In south east Asia and Africa, QR code enabled payments have grown in popularity.

“QR codes have made a resurgence and will be here to stay as the world gets used to a new way of operating,” said Thibaut Genevrier, head of merchant acquiring at Revolut. “Merchants aren’t always able to carry or operate a payments terminal, so QR codes offer customers a useful way of accepting payments whilst remaining socially distanced.”

“Consumers in Europe and North America have become accustomed to contactless cards and more recently mobile wallets, which, in essence, do the same thing as a QR code without the added effort of downloading bespoke apps,” said Nabil Ibenbrahim, deputy managing director at HPS.

“These regions already have an existing payments infrastructure which consumers and businesses can rely on and there hasn’t yet been much incentive until the pandemic came along to change that,” he said in an email.

Buy now pay later takes off

Consumers spent nearly $900bn with online retailers in 2020, according to Mastercard.

The rise in ecommerce exposed people to other payment methods including buy now pay later, says Damian Kassabgi, public policy chief at Clearpay. “Our core base has been millennial and Gen Z but we do think older demographics are now being forced to think about the online space.”

Since the start of the pandemic 70 percent of consumers have used a new shopping or payment method for the first time, according to Visa.

In the first quarter of its 2021 financial year, Clearpay saw sales across all regions jump by 115 percent to £2.3bn compared to £1.03bn recorded in the same period last year.

The growing popularity of buy now pay later is reflective of the decline of credit cards, according to Clearpay's Kassabgi.

Credit card usage has been in a steady decline in recent years, according to UK Finance figures. In January 2021, there were 196m credit card transactions, 31.1 percent fewer than in January 2020. The total spend of £10.7bn was 37.9 percent less than January 2020.

- [What to do]
a: Answer these questions from the passage on pandemic-era payment trends, one line each:
(i) What position does Thibaut Genevrier hold?
(ii) How much did consumers spend with online retailers in 2020, according to Mastercard?
(iii) How many credit card transactions were recorded in January 2021?
b: Proceed with the passage on pandemic-era payment trends, picking up after its final sentence on January 2021 credit card spending.

- [Data for analysis]
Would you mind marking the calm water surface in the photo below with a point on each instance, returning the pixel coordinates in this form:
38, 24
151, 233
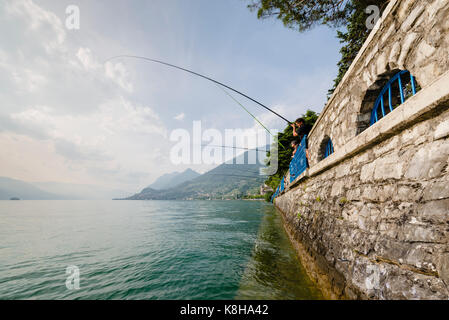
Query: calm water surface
148, 250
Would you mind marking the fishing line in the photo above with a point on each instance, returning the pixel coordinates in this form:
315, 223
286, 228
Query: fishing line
232, 147
202, 76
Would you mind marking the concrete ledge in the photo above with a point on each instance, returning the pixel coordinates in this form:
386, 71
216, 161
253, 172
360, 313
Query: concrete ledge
295, 182
425, 101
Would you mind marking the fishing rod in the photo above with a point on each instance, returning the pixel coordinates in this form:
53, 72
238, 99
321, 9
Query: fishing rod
232, 147
202, 76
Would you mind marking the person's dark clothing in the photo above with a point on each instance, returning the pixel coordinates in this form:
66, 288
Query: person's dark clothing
303, 130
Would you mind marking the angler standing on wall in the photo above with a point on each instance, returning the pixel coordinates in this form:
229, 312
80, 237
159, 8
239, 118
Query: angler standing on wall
300, 129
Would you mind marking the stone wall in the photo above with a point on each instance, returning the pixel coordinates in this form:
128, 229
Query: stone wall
413, 35
372, 220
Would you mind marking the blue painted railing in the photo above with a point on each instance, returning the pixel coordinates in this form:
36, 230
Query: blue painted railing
396, 90
299, 163
329, 149
297, 166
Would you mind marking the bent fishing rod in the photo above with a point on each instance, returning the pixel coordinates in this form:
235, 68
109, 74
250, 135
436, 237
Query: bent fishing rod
202, 76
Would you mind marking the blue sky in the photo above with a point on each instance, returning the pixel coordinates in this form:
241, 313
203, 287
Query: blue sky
67, 116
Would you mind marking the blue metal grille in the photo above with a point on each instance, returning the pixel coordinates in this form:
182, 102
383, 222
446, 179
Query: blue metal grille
401, 87
299, 163
329, 149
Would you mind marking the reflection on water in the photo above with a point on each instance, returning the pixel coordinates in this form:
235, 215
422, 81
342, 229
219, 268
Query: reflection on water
274, 271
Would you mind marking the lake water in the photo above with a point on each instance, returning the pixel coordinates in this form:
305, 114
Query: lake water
148, 250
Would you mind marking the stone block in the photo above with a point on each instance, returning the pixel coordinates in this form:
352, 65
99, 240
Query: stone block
388, 167
435, 211
429, 161
442, 130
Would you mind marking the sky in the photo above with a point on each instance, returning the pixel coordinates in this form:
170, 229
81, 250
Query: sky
68, 114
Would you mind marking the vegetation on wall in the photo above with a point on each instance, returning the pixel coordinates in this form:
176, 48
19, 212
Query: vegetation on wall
303, 15
349, 16
285, 150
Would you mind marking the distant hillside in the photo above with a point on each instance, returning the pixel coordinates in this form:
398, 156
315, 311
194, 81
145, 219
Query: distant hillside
227, 181
171, 180
11, 188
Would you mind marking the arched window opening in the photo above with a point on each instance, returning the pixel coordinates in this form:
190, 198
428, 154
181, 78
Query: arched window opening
326, 148
329, 149
398, 89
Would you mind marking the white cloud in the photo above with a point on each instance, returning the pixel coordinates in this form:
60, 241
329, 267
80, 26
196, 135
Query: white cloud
28, 80
119, 74
84, 55
180, 116
38, 19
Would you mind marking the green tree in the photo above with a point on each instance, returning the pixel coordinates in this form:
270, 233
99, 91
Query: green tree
305, 14
285, 150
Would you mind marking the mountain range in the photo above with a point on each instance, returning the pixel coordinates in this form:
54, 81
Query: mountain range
171, 180
227, 181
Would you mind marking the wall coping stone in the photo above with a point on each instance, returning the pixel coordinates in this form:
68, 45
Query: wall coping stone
426, 100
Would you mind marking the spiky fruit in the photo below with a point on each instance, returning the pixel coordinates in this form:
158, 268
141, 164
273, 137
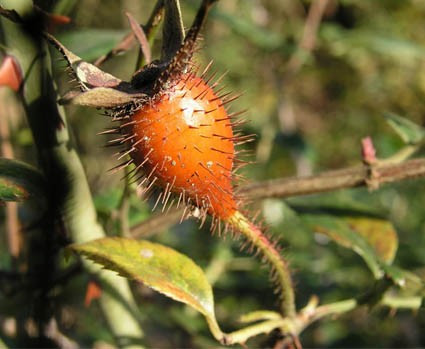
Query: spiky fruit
183, 142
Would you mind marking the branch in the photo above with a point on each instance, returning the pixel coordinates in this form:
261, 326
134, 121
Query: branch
71, 203
358, 176
353, 177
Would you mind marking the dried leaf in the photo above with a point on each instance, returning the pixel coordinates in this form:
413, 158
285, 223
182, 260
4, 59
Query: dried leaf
88, 75
101, 97
173, 30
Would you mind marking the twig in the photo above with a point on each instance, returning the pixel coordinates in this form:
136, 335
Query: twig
327, 181
313, 313
156, 223
128, 41
71, 202
12, 220
333, 180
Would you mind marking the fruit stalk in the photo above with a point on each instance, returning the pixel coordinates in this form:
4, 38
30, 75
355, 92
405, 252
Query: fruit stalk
279, 266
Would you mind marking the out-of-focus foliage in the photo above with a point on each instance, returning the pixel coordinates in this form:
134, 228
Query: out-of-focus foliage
369, 59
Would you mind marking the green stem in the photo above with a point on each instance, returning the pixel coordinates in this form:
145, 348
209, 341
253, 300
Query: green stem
279, 265
70, 195
2, 344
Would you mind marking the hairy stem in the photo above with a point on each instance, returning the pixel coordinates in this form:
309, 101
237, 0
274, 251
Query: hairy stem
71, 203
353, 177
269, 251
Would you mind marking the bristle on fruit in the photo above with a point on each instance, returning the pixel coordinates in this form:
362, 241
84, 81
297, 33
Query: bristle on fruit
179, 141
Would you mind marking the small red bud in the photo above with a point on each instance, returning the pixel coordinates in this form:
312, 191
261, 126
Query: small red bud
93, 292
368, 151
10, 73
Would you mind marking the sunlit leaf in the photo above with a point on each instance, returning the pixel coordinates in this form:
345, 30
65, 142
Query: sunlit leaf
379, 233
339, 231
410, 132
362, 237
19, 181
159, 267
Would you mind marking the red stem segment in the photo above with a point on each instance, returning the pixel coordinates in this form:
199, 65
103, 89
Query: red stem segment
279, 266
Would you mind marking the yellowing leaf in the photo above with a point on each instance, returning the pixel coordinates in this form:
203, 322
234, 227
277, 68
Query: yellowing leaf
157, 266
379, 233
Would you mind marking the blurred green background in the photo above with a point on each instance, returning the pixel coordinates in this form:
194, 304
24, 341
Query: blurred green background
369, 58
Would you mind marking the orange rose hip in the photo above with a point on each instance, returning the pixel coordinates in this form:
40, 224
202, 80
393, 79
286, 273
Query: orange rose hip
183, 142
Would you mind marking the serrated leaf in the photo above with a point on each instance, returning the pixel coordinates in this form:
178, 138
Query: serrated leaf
409, 132
340, 231
20, 181
159, 267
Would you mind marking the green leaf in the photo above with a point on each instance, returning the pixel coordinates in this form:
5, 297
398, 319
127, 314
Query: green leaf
159, 267
353, 233
90, 44
20, 181
410, 132
340, 232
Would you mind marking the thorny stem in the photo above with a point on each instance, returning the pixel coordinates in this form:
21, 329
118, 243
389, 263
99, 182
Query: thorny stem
278, 264
352, 177
312, 313
71, 201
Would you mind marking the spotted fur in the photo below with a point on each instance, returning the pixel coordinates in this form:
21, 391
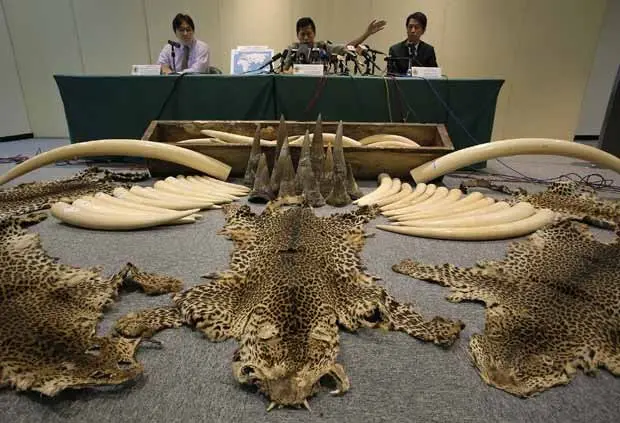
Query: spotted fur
553, 306
49, 312
294, 279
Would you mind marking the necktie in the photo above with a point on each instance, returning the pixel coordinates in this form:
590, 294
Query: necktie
185, 57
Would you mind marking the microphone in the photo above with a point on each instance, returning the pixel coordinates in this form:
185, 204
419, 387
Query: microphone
372, 50
303, 53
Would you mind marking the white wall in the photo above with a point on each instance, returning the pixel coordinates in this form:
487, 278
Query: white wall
530, 43
603, 73
13, 116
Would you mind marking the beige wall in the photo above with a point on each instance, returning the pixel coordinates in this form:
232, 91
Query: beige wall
603, 73
13, 116
543, 48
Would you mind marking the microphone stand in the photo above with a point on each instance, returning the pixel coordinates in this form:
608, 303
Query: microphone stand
174, 66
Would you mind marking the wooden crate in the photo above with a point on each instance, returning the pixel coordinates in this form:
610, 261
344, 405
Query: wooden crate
367, 162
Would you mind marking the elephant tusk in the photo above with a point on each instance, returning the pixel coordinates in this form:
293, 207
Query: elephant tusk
228, 185
183, 201
201, 190
456, 209
419, 191
379, 138
512, 147
479, 233
87, 218
512, 214
437, 194
125, 204
385, 183
126, 195
122, 147
405, 190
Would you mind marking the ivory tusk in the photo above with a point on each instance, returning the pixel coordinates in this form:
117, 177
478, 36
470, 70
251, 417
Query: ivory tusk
174, 189
99, 206
124, 194
385, 183
215, 187
452, 198
122, 147
184, 201
426, 199
419, 190
405, 190
456, 209
479, 233
518, 212
125, 204
394, 188
231, 138
224, 184
378, 138
390, 144
328, 138
77, 216
201, 190
513, 147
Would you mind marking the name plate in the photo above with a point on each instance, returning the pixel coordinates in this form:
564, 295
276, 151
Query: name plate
428, 73
146, 69
314, 70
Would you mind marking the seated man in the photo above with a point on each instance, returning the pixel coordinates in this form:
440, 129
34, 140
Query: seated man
306, 31
412, 51
191, 56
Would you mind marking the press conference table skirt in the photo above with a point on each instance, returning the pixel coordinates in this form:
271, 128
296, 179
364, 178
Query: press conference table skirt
99, 107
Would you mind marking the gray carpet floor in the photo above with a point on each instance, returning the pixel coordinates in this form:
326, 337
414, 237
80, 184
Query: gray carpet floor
393, 377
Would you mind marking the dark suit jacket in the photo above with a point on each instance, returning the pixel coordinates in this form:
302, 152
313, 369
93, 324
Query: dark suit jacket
425, 57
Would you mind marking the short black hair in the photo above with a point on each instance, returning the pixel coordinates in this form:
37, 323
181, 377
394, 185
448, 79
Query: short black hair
418, 16
304, 22
179, 19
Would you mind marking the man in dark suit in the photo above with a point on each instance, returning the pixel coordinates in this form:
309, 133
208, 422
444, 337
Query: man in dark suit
412, 51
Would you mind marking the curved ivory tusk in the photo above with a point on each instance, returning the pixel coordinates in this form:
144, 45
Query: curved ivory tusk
519, 211
77, 216
456, 209
385, 183
438, 194
452, 198
231, 138
215, 187
328, 138
239, 139
182, 201
479, 233
405, 190
224, 184
379, 138
174, 189
428, 192
98, 206
124, 194
201, 190
394, 188
419, 190
390, 144
514, 147
494, 207
122, 147
126, 204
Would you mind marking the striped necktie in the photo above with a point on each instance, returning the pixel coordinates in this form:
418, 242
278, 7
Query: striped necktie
185, 57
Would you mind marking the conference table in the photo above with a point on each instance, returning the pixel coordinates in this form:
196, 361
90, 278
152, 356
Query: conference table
99, 106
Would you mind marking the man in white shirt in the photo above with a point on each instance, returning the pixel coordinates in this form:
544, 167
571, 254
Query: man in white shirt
190, 56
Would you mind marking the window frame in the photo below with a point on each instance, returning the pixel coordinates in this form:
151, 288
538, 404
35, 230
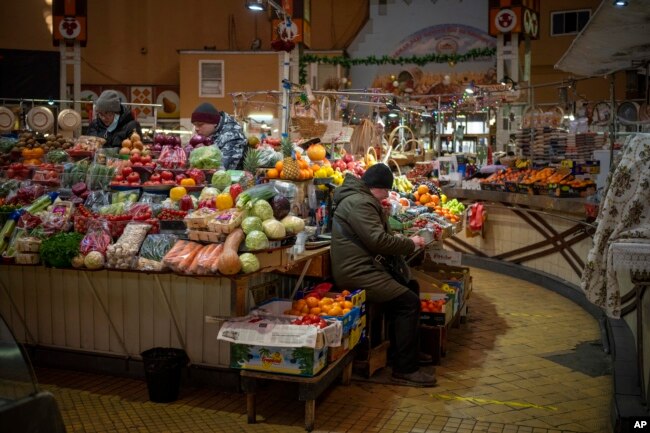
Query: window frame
201, 91
576, 12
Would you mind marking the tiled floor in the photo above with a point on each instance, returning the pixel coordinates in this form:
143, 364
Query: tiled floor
527, 361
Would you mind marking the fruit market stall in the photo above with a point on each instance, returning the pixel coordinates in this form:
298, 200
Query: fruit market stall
154, 245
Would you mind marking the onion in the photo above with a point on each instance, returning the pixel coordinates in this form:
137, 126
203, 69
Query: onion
159, 138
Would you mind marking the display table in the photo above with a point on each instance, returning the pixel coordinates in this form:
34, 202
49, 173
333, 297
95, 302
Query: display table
309, 388
631, 262
120, 314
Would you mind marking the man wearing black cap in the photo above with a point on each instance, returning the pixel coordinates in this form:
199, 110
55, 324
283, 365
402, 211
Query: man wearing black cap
113, 122
360, 232
224, 132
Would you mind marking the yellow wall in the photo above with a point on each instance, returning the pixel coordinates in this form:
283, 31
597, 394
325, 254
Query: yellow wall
547, 50
119, 29
243, 72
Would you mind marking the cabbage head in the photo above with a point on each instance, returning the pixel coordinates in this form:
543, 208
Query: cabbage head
249, 263
293, 224
209, 192
251, 223
263, 210
257, 240
220, 179
274, 229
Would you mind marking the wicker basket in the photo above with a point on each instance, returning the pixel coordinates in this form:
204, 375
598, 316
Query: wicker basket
308, 127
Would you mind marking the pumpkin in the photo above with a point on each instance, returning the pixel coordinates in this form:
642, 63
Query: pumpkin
177, 193
224, 201
229, 263
316, 152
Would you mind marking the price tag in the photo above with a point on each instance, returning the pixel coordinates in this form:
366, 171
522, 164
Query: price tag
566, 163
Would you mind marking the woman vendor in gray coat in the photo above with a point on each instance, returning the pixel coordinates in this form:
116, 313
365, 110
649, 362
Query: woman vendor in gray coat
360, 232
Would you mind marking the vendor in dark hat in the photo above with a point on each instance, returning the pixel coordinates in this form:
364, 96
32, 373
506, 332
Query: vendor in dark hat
112, 122
224, 132
360, 232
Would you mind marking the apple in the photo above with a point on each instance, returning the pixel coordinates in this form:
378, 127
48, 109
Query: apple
133, 177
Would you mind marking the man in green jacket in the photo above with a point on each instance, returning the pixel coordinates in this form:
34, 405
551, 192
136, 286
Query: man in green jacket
360, 232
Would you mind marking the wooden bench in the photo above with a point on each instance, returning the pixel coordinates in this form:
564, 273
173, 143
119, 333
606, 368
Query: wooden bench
309, 388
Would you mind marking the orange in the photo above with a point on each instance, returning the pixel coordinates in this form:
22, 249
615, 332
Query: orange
312, 301
336, 311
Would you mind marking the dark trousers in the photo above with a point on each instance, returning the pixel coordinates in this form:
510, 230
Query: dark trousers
403, 314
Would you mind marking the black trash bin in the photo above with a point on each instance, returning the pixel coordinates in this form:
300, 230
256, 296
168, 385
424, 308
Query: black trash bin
162, 368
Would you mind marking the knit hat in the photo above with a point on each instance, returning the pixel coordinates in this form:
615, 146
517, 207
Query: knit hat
206, 113
378, 176
108, 102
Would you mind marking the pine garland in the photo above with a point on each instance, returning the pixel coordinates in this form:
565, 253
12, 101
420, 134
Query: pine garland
347, 62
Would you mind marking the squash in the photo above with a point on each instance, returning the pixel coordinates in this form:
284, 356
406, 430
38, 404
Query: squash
229, 263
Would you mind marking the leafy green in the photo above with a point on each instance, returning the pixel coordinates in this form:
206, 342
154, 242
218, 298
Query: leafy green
59, 250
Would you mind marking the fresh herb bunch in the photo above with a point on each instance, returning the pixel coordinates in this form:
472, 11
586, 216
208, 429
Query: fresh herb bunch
59, 250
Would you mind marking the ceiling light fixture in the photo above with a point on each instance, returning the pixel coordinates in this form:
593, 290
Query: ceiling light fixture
507, 80
258, 5
255, 5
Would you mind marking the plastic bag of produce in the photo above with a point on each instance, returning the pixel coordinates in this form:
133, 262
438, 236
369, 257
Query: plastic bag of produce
122, 254
97, 199
97, 238
156, 246
205, 157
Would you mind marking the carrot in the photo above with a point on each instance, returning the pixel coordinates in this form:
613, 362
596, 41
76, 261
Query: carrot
205, 259
176, 251
183, 265
197, 265
194, 266
214, 260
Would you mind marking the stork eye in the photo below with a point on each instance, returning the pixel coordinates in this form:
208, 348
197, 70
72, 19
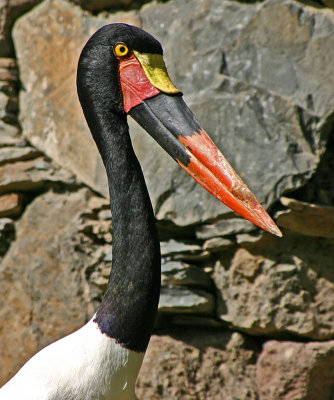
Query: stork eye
121, 50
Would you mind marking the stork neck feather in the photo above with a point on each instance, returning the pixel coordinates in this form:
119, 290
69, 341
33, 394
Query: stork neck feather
129, 306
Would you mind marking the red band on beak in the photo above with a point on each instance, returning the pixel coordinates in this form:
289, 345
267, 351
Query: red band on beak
134, 83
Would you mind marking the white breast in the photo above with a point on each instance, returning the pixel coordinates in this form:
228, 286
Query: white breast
85, 365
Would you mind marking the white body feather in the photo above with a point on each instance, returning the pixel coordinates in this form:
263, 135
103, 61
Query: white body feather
86, 365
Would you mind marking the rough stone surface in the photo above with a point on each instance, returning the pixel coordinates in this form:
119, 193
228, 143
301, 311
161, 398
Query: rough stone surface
296, 371
9, 12
227, 107
279, 286
51, 115
41, 282
308, 219
181, 274
10, 205
186, 301
208, 366
259, 77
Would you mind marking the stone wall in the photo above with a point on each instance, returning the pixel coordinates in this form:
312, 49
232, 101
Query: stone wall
242, 314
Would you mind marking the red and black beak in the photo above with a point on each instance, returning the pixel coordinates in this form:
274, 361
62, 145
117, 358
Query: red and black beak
154, 102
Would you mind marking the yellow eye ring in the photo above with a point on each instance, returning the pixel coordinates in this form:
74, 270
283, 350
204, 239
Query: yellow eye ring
121, 50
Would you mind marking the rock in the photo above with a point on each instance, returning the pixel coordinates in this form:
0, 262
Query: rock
175, 273
173, 247
28, 176
186, 301
9, 12
226, 106
12, 154
7, 235
223, 227
217, 244
11, 205
8, 69
300, 56
41, 279
279, 286
195, 321
290, 371
51, 115
308, 219
205, 366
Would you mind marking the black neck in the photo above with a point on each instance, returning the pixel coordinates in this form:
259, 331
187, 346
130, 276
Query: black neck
129, 306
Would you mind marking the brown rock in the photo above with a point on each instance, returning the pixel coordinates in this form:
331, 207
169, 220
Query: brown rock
52, 117
8, 70
306, 218
279, 285
9, 12
31, 175
10, 205
41, 282
13, 154
296, 371
202, 365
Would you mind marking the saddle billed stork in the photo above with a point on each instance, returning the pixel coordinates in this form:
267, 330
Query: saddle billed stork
121, 71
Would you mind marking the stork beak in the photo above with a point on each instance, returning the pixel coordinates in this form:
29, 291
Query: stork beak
154, 102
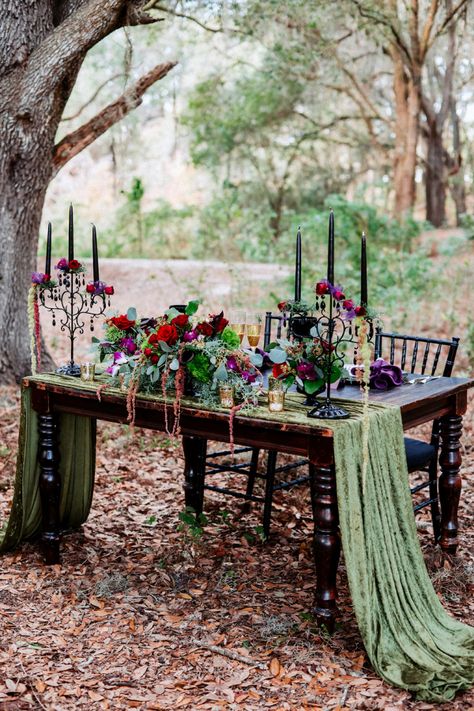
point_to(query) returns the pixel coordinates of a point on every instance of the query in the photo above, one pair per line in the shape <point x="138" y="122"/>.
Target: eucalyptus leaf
<point x="278" y="355"/>
<point x="191" y="308"/>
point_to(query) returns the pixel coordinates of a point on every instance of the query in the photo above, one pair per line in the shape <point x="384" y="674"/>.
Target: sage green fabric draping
<point x="410" y="640"/>
<point x="76" y="469"/>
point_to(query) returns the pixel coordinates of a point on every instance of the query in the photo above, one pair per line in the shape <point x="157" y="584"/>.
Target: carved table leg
<point x="327" y="540"/>
<point x="450" y="480"/>
<point x="195" y="449"/>
<point x="49" y="486"/>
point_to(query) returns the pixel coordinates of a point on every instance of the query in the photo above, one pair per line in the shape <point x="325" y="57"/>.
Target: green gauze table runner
<point x="76" y="468"/>
<point x="409" y="638"/>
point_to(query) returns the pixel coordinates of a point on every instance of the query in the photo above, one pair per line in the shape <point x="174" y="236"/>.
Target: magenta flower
<point x="306" y="371"/>
<point x="190" y="335"/>
<point x="129" y="345"/>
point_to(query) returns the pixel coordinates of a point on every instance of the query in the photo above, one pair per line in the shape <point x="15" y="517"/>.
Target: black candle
<point x="71" y="234"/>
<point x="363" y="270"/>
<point x="331" y="248"/>
<point x="47" y="265"/>
<point x="95" y="255"/>
<point x="298" y="267"/>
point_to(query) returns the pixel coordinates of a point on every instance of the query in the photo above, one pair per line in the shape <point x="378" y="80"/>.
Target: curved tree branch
<point x="76" y="141"/>
<point x="66" y="46"/>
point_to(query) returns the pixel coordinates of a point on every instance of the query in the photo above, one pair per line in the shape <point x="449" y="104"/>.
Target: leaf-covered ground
<point x="142" y="614"/>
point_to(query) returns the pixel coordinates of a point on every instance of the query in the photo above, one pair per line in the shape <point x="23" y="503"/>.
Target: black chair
<point x="275" y="326"/>
<point x="423" y="356"/>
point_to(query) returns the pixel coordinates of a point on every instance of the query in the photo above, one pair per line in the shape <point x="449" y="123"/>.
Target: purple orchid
<point x="232" y="364"/>
<point x="63" y="264"/>
<point x="306" y="371"/>
<point x="38" y="278"/>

- [Answers for the exercise]
a:
(i) Head of merchant acquiring at Revolut
(ii) Nearly $900bn
(iii) 196m

b:
“The people who use buy now, pay later products have worked out that it is better to flexibly schedule payments with no interest or late fees, than use a credit card,” says a spokesperson at Klarna.

An opportunity for innovation

The pandemic poses unique challenges for the payments industry, says Visa’s Nelsen.

“It also presents an opportunity to implement better, faster, more convenient and more secure payments solutions both now and in the long-term.”

“Traditionally, new payments solutions and infrastructure take time to scale-up and evolve,” he said in an email. “However, the pandemic has accelerated the rate of change in the payments sector and reinforced the need for the industry to be agile and adapt quickly to changing consumer demands.”

For in-house product teams at banks, it was a rare opportunity to react to the quickly evolving landscape.

During the pandemic, customers were more willing to manage their purchases and business expenses from an app, according to Revolut’s Genevrier. This meant new products were designed around mobiles and contact-free services.

Similarly, the uncertainty and financial instability caused by the pandemic meant that many customers were managing their day-to-day finances more closely highlighting the need for money management features, said Starling's Shah.

Creating an experience

The challenges of the pandemic catapulted the need for contactless payments and other no-contact solutions including mobile banking, according to Mastercard’s Abrahams.

“This is just the beginning as we look to deliver cutting edge solutions to bring even more people into the digital economy.”

One solution the pandemic has helped to fast-track is payments that take place in the background, according to McKinsey’s Bruno.

Pay with one click and the likes of Amazon Go stores -where consumers are able to walk in and out of the shop, with the payment made automatically- are encouraging seamless payment experiences where consumers don’t need to think about reaching for their wallet.

“It isn’t really about paying anymore, it’s about the checkout such as ordering ahead, ordering in-app and curbside delivery. The act of paying is getting absorbed into the purchase journey. It becomes more about the experience of shopping or checkout and of how integrated paying is with the journeys.”